> **Description of the task**:
Report every line in the records that contains the word "magnolia", and treat case as significant.

> **Materials provided**:
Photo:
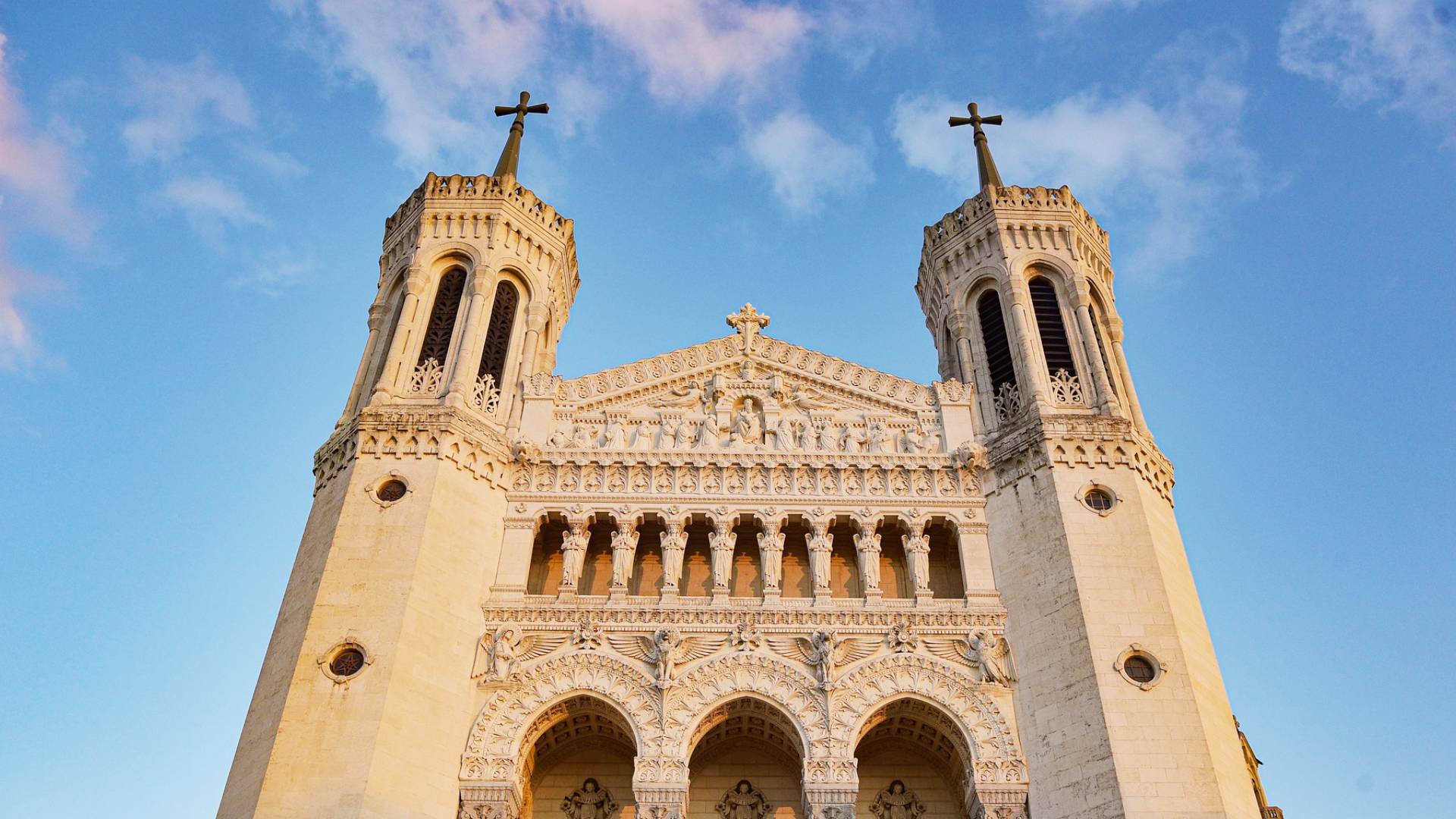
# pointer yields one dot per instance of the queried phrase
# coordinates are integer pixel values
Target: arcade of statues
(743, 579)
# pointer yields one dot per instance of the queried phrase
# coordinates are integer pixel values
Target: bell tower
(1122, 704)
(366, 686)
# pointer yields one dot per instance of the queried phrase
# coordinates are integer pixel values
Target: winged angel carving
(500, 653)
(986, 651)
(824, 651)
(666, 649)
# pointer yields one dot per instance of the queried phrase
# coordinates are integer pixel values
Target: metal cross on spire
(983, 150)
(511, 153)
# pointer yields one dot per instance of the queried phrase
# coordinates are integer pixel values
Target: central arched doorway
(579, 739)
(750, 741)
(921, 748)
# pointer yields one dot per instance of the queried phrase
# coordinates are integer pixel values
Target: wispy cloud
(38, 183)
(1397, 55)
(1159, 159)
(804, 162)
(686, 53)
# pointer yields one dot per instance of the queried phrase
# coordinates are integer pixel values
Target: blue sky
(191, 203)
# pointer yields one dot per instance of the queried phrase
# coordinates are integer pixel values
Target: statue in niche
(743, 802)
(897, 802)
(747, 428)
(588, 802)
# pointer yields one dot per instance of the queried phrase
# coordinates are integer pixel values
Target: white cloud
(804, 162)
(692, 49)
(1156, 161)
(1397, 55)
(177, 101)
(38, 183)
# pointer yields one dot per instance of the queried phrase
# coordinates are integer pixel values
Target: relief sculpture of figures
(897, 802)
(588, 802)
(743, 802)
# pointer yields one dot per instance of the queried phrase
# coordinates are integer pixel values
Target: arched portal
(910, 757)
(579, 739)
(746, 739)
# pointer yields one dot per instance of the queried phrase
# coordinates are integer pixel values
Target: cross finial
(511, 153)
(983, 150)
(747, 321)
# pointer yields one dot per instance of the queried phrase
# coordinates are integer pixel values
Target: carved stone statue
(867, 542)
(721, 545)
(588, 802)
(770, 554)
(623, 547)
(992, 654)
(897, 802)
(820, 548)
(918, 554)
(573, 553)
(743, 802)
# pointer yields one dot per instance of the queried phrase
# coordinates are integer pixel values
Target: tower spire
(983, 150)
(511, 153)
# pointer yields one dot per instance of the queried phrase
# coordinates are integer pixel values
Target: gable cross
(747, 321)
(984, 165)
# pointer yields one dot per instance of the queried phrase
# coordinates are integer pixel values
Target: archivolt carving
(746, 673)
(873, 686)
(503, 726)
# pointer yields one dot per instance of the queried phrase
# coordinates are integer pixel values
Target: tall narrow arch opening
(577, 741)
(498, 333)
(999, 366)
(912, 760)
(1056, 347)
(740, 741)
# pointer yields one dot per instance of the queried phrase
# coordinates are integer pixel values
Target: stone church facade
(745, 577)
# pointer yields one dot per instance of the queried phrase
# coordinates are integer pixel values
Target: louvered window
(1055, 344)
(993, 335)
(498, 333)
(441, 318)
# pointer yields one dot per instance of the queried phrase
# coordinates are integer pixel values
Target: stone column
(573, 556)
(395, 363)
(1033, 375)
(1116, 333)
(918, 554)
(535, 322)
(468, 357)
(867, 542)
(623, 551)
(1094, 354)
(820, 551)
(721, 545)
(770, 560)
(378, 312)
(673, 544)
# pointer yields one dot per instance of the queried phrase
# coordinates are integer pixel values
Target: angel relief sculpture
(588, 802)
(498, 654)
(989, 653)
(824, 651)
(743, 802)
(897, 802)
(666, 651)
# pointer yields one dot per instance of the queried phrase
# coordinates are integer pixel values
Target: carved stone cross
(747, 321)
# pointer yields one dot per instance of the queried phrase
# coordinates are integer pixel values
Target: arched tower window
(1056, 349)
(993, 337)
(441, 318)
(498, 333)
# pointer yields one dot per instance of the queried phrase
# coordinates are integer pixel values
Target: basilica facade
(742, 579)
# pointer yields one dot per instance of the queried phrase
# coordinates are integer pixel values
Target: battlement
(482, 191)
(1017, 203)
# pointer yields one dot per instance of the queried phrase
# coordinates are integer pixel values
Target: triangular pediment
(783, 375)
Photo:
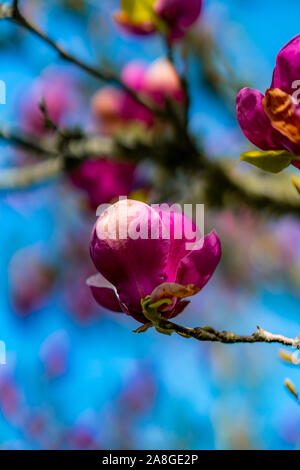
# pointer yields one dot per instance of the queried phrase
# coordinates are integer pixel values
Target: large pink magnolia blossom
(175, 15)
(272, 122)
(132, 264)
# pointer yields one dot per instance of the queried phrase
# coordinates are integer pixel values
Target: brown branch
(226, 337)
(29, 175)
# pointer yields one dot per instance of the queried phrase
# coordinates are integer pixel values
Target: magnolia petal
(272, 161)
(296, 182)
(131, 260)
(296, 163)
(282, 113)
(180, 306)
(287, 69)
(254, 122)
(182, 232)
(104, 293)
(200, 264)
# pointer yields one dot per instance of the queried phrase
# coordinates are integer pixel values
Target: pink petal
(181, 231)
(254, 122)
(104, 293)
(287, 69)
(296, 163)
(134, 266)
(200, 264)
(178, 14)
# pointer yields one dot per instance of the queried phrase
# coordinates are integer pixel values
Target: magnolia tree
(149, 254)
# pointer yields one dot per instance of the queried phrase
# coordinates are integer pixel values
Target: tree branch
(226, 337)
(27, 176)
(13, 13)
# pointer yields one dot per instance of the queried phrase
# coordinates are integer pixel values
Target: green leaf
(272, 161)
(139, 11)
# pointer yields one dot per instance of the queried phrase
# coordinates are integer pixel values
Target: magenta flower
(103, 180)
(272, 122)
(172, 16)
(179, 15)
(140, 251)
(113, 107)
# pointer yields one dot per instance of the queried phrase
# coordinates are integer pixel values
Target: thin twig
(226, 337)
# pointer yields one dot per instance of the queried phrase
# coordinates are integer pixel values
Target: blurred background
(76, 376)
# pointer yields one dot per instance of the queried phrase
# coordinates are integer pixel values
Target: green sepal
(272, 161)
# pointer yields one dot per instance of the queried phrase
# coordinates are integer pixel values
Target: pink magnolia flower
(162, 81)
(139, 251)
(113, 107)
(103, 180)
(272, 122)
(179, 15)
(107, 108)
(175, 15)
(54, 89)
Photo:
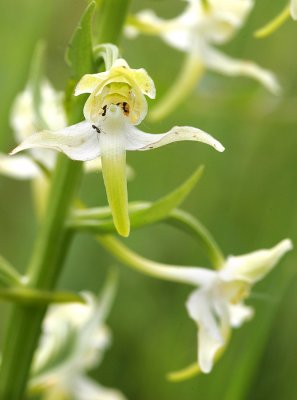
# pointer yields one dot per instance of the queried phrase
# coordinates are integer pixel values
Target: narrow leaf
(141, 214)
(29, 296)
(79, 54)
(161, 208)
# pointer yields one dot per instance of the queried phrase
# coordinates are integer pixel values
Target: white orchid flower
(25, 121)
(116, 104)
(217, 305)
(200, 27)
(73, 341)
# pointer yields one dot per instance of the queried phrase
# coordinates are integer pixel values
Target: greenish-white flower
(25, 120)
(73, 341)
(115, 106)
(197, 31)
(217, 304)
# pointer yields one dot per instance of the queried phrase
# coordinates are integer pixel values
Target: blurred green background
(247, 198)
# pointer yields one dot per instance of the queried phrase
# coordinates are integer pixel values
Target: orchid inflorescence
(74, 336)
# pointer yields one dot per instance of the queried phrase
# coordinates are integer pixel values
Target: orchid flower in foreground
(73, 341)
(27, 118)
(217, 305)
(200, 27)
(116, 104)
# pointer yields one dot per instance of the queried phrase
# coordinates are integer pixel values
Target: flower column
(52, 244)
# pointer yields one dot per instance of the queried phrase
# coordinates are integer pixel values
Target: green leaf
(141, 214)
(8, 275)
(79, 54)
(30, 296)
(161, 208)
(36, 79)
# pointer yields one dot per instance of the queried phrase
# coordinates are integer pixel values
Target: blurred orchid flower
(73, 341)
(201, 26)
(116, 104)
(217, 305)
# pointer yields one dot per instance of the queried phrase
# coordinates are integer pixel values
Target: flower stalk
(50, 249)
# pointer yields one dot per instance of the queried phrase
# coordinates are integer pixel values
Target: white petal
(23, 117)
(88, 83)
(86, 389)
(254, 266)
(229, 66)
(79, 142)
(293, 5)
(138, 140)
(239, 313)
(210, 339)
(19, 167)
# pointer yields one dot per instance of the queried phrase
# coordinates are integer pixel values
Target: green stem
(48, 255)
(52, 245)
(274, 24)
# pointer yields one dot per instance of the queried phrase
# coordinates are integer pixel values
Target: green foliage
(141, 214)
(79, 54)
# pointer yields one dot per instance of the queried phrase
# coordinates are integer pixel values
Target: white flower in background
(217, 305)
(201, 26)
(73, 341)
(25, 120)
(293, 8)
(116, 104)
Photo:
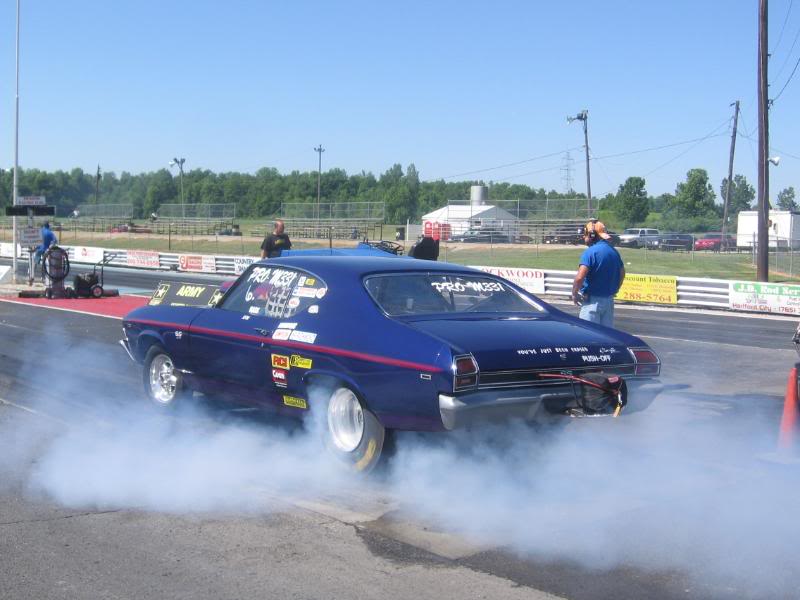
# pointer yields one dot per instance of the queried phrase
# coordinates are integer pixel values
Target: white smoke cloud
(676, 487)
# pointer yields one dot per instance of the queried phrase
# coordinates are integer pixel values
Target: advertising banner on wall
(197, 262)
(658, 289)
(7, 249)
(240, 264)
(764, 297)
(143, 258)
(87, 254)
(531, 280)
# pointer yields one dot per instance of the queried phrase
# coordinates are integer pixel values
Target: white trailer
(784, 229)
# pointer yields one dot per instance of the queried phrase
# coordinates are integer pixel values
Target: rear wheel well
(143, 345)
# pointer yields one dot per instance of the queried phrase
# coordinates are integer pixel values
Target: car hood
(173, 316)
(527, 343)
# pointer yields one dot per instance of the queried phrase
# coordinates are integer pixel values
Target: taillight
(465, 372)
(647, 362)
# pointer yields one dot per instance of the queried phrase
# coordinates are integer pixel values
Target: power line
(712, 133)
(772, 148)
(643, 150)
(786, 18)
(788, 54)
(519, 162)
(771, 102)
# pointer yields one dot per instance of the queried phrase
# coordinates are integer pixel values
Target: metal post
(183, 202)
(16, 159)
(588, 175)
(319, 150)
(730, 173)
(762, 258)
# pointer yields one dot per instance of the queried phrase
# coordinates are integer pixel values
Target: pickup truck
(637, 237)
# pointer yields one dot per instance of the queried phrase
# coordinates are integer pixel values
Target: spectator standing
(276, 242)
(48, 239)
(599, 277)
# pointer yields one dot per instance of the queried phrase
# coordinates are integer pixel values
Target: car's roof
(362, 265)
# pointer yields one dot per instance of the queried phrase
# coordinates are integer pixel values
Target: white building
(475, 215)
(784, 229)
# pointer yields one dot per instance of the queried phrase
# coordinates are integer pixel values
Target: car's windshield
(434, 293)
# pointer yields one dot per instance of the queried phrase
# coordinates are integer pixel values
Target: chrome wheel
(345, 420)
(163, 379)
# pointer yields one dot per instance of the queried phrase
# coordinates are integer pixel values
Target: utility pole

> **The output**:
Target: large pink magnolia blossom
Target: magnolia petal
Target: magnolia tree
Target: pink magnolia flower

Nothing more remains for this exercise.